[Records from an annotation dataset]
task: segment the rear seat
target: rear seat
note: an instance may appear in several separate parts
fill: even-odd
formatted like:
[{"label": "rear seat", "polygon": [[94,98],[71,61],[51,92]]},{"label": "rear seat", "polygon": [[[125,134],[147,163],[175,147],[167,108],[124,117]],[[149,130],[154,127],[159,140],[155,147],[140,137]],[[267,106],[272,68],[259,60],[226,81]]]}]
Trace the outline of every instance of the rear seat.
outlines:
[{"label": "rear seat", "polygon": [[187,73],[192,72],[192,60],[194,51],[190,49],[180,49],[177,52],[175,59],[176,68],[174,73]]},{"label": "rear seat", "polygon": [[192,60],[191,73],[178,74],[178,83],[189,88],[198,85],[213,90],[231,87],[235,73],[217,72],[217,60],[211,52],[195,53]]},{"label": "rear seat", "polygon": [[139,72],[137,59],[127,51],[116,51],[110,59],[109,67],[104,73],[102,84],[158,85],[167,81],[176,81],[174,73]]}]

▶ [Problem requirements]: Copy all of the lines above, leaving every character unchanged.

▶ [Response to the exercise]:
task: segment the rear seat
target: rear seat
note: an instance may appear in several separate parts
fill: even-odd
formatted like:
[{"label": "rear seat", "polygon": [[94,98],[71,61],[51,92]]},{"label": "rear seat", "polygon": [[[125,134],[147,163],[175,147],[167,108],[124,117]],[[149,130],[154,127],[159,140],[155,147],[140,137]],[[267,106],[272,68],[259,60],[226,81]]]}]
Trace the outline of every instance of the rear seat.
outlines:
[{"label": "rear seat", "polygon": [[187,73],[192,72],[192,60],[194,51],[190,49],[180,49],[177,52],[175,59],[176,68],[174,73]]},{"label": "rear seat", "polygon": [[192,60],[191,73],[178,74],[178,83],[189,88],[198,85],[213,90],[231,87],[235,73],[217,72],[217,60],[211,52],[195,53]]},{"label": "rear seat", "polygon": [[139,72],[137,59],[127,51],[116,51],[110,59],[109,67],[104,73],[102,84],[158,85],[167,81],[176,81],[174,73]]}]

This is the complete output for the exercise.